Return each line of the listing below that contains the word "spotted".

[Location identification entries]
============================================================

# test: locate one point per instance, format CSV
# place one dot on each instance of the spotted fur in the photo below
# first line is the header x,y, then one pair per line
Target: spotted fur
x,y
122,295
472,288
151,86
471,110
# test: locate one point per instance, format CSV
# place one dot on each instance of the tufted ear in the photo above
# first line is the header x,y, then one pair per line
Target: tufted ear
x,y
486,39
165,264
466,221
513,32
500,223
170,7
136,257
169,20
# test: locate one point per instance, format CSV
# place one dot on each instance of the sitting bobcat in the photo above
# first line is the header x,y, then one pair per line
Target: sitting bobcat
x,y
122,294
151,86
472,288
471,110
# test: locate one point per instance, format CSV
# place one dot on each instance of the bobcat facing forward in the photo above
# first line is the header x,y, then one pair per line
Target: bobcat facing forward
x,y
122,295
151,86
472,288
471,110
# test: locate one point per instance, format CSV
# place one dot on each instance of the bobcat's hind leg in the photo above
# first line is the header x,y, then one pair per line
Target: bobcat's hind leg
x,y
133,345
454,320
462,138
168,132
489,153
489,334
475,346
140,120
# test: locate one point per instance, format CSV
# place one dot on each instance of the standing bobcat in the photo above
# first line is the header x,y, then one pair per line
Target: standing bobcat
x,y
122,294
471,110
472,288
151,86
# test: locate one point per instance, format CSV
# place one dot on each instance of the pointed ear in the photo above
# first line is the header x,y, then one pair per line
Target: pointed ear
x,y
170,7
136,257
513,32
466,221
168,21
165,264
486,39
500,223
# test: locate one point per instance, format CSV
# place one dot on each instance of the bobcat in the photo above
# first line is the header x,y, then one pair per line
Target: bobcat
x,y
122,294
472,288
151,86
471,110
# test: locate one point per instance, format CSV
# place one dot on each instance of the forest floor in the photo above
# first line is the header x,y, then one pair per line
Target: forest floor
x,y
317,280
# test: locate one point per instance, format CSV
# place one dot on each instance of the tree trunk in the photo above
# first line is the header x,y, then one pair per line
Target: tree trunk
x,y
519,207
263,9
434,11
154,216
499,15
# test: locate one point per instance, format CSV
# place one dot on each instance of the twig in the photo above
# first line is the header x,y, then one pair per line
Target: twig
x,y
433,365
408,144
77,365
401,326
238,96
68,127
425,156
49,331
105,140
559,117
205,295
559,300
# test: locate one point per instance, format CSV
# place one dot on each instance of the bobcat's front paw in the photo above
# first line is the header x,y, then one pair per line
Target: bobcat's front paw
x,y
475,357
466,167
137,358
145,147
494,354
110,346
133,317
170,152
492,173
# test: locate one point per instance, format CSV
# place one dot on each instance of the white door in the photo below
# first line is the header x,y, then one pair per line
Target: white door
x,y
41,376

============================================================

### Worked solution
# place one dot on each instance of the spotted fur in the photo below
Target: spotted fur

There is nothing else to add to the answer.